* Start Excerpted records *

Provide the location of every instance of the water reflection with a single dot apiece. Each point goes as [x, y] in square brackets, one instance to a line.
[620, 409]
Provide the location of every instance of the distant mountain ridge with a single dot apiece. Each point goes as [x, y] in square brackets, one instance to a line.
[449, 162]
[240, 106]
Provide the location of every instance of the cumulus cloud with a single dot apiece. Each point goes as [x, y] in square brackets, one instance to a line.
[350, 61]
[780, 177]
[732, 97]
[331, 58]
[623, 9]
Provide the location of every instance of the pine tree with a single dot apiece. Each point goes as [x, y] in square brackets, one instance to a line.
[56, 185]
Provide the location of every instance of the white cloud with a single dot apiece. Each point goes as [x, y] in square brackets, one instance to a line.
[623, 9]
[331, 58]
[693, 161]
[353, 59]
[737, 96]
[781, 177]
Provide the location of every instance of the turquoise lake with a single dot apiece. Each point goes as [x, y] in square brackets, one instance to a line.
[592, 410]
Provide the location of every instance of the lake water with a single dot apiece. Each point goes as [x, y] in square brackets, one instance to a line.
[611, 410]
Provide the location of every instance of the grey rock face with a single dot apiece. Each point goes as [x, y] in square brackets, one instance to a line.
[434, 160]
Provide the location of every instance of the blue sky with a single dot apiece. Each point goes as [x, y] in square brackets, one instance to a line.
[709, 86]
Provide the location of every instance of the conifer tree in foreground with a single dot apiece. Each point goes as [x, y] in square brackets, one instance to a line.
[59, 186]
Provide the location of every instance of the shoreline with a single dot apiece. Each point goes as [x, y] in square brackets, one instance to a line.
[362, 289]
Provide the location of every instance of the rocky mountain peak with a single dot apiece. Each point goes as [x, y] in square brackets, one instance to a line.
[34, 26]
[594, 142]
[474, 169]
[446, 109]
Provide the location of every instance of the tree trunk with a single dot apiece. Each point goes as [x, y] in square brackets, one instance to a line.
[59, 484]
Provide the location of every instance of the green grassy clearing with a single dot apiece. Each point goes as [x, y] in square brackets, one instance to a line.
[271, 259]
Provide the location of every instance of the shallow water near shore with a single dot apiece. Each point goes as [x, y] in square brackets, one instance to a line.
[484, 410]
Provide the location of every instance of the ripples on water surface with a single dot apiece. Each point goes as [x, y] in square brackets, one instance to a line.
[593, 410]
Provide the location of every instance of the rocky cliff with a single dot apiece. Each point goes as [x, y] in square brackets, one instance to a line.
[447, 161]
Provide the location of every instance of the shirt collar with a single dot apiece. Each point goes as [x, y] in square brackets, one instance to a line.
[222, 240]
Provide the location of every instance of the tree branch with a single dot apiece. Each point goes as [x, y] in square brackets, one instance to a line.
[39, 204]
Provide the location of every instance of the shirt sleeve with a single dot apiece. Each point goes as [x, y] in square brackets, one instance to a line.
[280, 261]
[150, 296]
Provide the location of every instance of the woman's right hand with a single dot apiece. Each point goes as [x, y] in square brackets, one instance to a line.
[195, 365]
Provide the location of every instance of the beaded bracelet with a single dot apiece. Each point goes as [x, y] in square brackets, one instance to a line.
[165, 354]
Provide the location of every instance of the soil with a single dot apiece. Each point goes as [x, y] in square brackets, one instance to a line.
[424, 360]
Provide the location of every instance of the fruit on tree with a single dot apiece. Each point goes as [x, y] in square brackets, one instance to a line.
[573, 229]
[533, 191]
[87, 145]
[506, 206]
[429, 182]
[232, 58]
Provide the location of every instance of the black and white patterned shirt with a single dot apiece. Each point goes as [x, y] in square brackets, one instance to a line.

* End Excerpted records *

**To do**
Present every line of the listing above as a numbered list, leaving out any blank lines.

**Solution to the exercise**
1. Provide the location of every instance of the water reflection with a single dot apiece. Each point goes as [x, y] in square brackets, one instance to a line.
2. [620, 409]
3. Provide the location of every instance of the distant mountain ridge with a single dot apiece. Each point goes as [x, y] in square brackets, one instance to a line.
4. [449, 162]
5. [240, 106]
6. Provide the location of every instance of the cumulus cloud with a single dot apiece. Each point goes as [x, y] in square brackets, one instance to a line.
7. [350, 61]
8. [780, 177]
9. [732, 97]
10. [331, 58]
11. [623, 9]
12. Provide the location of every instance of the pine tree with a single dot apiece. Each point goes as [x, y] in square brackets, one instance to a line.
13. [56, 185]
14. Provide the location of every instance of the white cloud with a single dot apiece. Each point goes as [x, y] in square brackets, one instance to a line.
15. [623, 9]
16. [331, 58]
17. [693, 161]
18. [353, 59]
19. [737, 96]
20. [781, 177]
21. Provide the location of every instance of the turquoise lake with a single dot apiece. Each point goes as [x, y] in square brackets, one instance to a line.
22. [592, 410]
23. Provide the location of every instance of the lake water with a single dot apiece. Each point goes as [x, y] in square brackets, one instance to a line.
24. [611, 410]
25. Provide the location of every instance of the grey rock face with a single dot apiece. Each point goes as [x, y] in square brackets, one instance to a line.
26. [434, 160]
27. Provide the location of every instance of the blue sky with a single dot apiece. Each point goes as [x, y] in square brackets, one instance to a line.
28. [709, 86]
29. Provide the location of every instance of the conifer tree in foreground with a single dot apiece. Each point goes as [x, y] in square brackets, one instance to a line.
30. [59, 186]
31. Provide the location of every instance of the shoreline with a single dot apiece. Each point goes as [x, y] in square brackets, one instance to a line.
32. [362, 289]
33. Provide the location of every instance of the rocky mountain peak with a single dot apiece. Each point goes as [x, y] in square brackets, one instance to a line.
34. [34, 26]
35. [594, 142]
36. [474, 169]
37. [446, 109]
38. Provide the location of every instance of the tree trunk with a single dot apiece. Each point goes as [x, y] in square brackets, one instance to a line.
39. [59, 484]
40. Provide the location of every instance of the green grassy clearing with a single dot apiece. Each point goes as [x, y] in square brackets, one instance to a line.
41. [271, 259]
42. Provide the location of every instance of the shallow water near shore with a single dot apiece. Each point goes as [x, y] in square brackets, one instance to a line.
43. [484, 410]
44. Provide the location of every instance of the ripples on water surface with a single dot apiece. Each point goes as [x, y] in square brackets, one instance to a line.
45. [593, 410]
46. Provide the location of every instance of the rocky cliff with a single dot apiece. Each point goes as [x, y] in square brackets, one instance to a line.
47. [447, 161]
48. Provide the location of every instance of the shirt collar with a single dot apiece. Each point goes as [x, y] in square brackets, one instance to a line.
49. [222, 240]
50. Provide the location of every instance of the tree branch with a single dot apiece. Each point goes as [x, y] in square brackets, one instance to a line.
51. [39, 204]
52. Provide the location of every instance of the shirt sleeve with a single dot apiece. Each point goes as [x, y] in square brackets, one instance to a line.
53. [280, 261]
54. [150, 296]
55. Provide the location of every instance of the woman's right hand with a single dot apiece. Each point goes as [x, y] in square brackets, one instance to a line.
56. [195, 365]
57. Provide the location of every instance of the beaded bracelet with a single dot apiece. Each point goes as [x, y] in square brackets, one instance to a line.
58. [165, 354]
59. Provide the location of every instance of the soil with a single dot apiece. Each point goes as [x, y] in square brackets, one instance to a line.
60. [424, 360]
61. Provide the location of every instance of the fruit on tree with a single dot apiece. Each point goes as [x, y] in square brackets, one instance to a line.
62. [573, 229]
63. [533, 191]
64. [87, 145]
65. [506, 206]
66. [429, 182]
67. [232, 58]
68. Provide the location of every instance of the black and white patterned shirt with a single dot apiece. Each point goes as [x, y] in square brackets, one instance to a line.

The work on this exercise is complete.